Quoted passage

WebRTC has many moving parts in it.
When WebRTC works it seems like magic. You point your browser to a URL. Get someone else to point his browser to a URL – and – you now see each other.
How cool can that be?
If you look below the hood, there’s a lot going on in there.
Looking for a WebRTC course to dig deeper and build a solid architecture for your product?
I’ll try to give the explanation of how WebRTC works in a few different angles here. Together, they should create a pretty good picture of what’s going on.
WebRTC Basic Concept
Here’s the first thing I usually say about WebRTC:
WebRTC is the means to drive real time communications (voice, video and arbitrary data) directly inside a web browser. No need for any plugin or download to do that.
Somehow, that’s not saying much.
So let’s start with what makes WebRTC truly unique from a browser perspective.
If up until now, when you thought of a web application you were thinking client and server –
You have the browser as a client. It connects to the server to ask for stuff. Lets call these things requests. And the server obliged by sending responses. We’ve grown beyond that using WebSockets, but it still is rather the same. If I want to send a message to a friend who is looking at his own browser just now, the message needs to go to the server and from there to my friend. Much like the post office works.
WebRTC is where browsers and HTML diverges from this paradigm:
While we still need to somehow signal from one browser to the other so we will be able to locate each other, once that signaling is over, we can send them messages directly between the two browsers – without the web server ever touching the messages. Magic.
This is why many refer to WebRTC as a peer-to-peer technology. Or P2P in short. Because browsers can communicate directly.
Separation of Signaling and Media
When loading web pages, we are now used to the fact that the browser goes fetching a 100 different resources just to render a web page. These resources can come from various different servers – the host of the page, a CDN holding static files and a few third party sites. That said, this will mostly boil down to three types of files:
- HTML and CSS, which makeup the main content of the site and its style
- JS, which is usually there to run the interactive part of the website
- Image files and other similar resources
It ends up being a mixture of static stuff and a bit of code to hold it all together.

Data excerpts
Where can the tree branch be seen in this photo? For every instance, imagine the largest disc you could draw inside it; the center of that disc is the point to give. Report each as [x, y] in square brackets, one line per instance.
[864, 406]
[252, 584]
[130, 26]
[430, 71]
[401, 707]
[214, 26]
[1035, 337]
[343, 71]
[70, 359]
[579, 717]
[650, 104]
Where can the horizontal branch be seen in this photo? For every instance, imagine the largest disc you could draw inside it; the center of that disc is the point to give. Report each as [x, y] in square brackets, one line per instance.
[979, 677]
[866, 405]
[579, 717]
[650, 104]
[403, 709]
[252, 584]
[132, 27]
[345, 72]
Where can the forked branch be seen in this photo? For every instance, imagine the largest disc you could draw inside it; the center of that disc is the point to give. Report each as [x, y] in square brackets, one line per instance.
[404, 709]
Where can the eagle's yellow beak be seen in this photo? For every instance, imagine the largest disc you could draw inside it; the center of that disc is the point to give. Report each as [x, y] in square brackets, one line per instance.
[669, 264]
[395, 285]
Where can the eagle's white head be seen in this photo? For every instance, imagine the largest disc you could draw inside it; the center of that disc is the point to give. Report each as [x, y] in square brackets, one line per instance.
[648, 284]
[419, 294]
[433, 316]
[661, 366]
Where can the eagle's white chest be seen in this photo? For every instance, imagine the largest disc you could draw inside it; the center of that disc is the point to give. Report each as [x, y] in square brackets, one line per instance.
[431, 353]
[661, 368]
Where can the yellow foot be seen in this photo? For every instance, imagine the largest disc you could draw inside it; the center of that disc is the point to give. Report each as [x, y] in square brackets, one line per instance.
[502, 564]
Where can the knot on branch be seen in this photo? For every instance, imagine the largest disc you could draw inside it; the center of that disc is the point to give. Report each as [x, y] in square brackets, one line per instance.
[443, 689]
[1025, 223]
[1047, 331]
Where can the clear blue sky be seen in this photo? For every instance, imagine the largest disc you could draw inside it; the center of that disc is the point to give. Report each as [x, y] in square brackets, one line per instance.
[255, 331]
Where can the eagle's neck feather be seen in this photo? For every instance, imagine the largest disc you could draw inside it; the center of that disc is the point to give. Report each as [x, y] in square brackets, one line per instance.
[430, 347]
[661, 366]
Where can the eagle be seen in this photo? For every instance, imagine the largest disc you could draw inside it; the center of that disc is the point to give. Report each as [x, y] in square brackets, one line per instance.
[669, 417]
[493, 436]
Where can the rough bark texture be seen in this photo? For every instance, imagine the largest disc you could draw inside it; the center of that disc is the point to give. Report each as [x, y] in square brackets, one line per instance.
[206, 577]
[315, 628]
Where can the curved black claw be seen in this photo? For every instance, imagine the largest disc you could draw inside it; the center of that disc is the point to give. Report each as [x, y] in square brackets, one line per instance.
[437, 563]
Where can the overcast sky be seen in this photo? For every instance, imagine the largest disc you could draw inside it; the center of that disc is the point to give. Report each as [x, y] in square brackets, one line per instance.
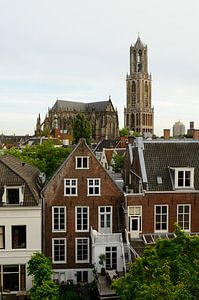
[79, 50]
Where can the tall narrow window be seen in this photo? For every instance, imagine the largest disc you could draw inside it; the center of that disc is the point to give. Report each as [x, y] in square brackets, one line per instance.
[18, 236]
[59, 250]
[59, 218]
[161, 218]
[105, 219]
[111, 258]
[82, 250]
[70, 187]
[94, 187]
[184, 216]
[2, 237]
[82, 162]
[82, 218]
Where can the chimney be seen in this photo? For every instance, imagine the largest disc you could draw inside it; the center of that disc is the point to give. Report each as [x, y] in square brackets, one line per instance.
[166, 134]
[196, 134]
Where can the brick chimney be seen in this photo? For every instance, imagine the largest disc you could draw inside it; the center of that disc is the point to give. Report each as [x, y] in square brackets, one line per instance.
[196, 134]
[166, 134]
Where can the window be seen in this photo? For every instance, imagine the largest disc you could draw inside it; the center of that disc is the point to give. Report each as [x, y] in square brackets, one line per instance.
[105, 219]
[18, 236]
[111, 258]
[2, 237]
[13, 277]
[184, 216]
[94, 187]
[184, 177]
[82, 250]
[59, 251]
[70, 187]
[135, 218]
[82, 218]
[59, 218]
[161, 218]
[82, 162]
[13, 195]
[82, 276]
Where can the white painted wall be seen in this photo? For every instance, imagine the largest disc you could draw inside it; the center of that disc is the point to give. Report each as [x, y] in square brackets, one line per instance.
[29, 216]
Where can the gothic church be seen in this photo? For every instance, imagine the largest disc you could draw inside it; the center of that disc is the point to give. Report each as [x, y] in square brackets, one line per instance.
[138, 114]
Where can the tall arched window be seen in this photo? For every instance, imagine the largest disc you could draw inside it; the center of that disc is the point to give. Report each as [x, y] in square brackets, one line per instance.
[146, 93]
[133, 93]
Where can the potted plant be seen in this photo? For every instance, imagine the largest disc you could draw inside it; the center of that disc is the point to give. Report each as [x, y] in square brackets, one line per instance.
[102, 259]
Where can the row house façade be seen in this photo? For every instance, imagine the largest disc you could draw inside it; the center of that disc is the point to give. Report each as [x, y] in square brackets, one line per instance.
[81, 222]
[161, 189]
[20, 222]
[86, 214]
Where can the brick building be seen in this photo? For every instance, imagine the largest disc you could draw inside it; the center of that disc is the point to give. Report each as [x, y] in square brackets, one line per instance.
[81, 210]
[162, 188]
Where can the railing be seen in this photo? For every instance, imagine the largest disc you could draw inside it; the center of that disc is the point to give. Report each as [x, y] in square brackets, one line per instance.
[104, 238]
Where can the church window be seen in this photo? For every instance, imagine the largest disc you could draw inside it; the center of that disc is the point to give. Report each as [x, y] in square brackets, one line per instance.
[146, 93]
[133, 93]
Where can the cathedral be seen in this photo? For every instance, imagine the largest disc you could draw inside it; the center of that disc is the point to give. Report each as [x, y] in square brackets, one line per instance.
[138, 113]
[60, 118]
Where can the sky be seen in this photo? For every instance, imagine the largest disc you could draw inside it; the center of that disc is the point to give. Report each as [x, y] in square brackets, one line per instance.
[79, 50]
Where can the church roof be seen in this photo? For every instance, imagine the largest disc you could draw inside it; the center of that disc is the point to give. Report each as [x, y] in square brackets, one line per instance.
[65, 105]
[139, 43]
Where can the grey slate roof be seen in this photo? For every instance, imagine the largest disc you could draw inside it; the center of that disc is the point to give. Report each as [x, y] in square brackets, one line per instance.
[106, 144]
[14, 172]
[160, 155]
[65, 105]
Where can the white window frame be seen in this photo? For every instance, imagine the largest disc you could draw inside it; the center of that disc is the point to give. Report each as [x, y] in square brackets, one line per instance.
[88, 250]
[183, 205]
[112, 252]
[82, 162]
[167, 218]
[53, 250]
[136, 215]
[53, 218]
[82, 214]
[21, 194]
[93, 185]
[105, 213]
[180, 169]
[70, 186]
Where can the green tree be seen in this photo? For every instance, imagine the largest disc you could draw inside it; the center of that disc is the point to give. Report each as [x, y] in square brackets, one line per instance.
[46, 156]
[168, 270]
[81, 128]
[117, 162]
[128, 133]
[39, 267]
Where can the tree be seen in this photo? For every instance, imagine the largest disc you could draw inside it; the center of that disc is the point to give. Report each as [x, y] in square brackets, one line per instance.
[168, 270]
[44, 288]
[81, 128]
[46, 156]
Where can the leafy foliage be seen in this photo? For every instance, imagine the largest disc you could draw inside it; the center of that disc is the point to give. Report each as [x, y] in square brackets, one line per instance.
[168, 270]
[46, 157]
[39, 266]
[118, 162]
[128, 133]
[81, 128]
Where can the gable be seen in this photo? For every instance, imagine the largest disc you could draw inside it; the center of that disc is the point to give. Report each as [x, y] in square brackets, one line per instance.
[69, 170]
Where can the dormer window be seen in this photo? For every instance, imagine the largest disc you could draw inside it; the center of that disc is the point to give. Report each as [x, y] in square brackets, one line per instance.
[183, 178]
[13, 195]
[82, 162]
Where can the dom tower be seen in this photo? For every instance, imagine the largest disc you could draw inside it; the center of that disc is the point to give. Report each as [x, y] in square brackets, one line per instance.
[138, 114]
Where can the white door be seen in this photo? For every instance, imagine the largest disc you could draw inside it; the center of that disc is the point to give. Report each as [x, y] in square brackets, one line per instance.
[134, 226]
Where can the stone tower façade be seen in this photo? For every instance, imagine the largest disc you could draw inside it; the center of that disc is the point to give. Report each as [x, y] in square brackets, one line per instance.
[138, 113]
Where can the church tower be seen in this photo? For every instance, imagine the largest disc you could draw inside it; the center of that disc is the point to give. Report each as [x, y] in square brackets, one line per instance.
[138, 114]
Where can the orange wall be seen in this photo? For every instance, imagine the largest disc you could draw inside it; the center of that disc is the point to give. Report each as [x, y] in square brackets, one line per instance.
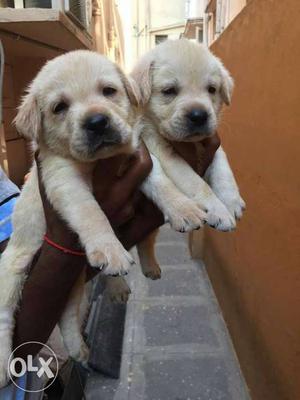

Goal of the exercise
Pick up the explanation of how WebRTC works right after its last sentence and keep writing it.

Final result
WebRTC is… different.
It requires two types of interactions that go over the network. Signaling and media.
Signaling takes place over an HTTPS connection or a websocket. It is implemented via JS code. What you do in signaling is decide how the users are going to find each other and start a conversation.
One important thing about signaling – it isn’t part of WebRTC itself. The developer is left to decide how to pass the information needed to create a WebRTC session. WebRTC will generate the bits of information it needs to send and process such bits of information that gets received but it won’t really do anything over the network about them. These bits of information are packed into SDP messages by WebRTC today.
Media takes a different route than signaling over the network and behaves very differently. This is true for the browser, the network AND the servers you need to make it work.
Audio and Video
Audio and video is the main thing you’ll notice with WebRTC. It is also what gets showcased in almost all demos and examples of WebRTC.
The reason for that is simple – video is VERY visual and interactive.
Audio and video in WebRTC works by using codecs. These are known algorithms that are used to compress and decompress audio and video data. There are different codecs you can use in WebRTC and I won’t get into it now.
Audio and video also gets interesting because it is sent with low latency in mind. If packets get lost along the way due to network issues – it might not be worth retransmitting them (another first in the HTML).
WebRTC uses known VoIP techniques to get media processed and sent through the network, and this is all done over SRTP – the secure and encrypted version of RTP. WebRTC did make some minor changes by using specific mechanisms in SRTP that were not in wide use before, making it a bit harder to interoperate with if you have a VoIP service deployed already.
You can also send arbitrary data with WebRTC. This is done over what’s called the data channel in WebRTC.
The data channel can be used when what you want to do is send direct messages between browsers without going through any server (you may still need to relay it through a TURN server though).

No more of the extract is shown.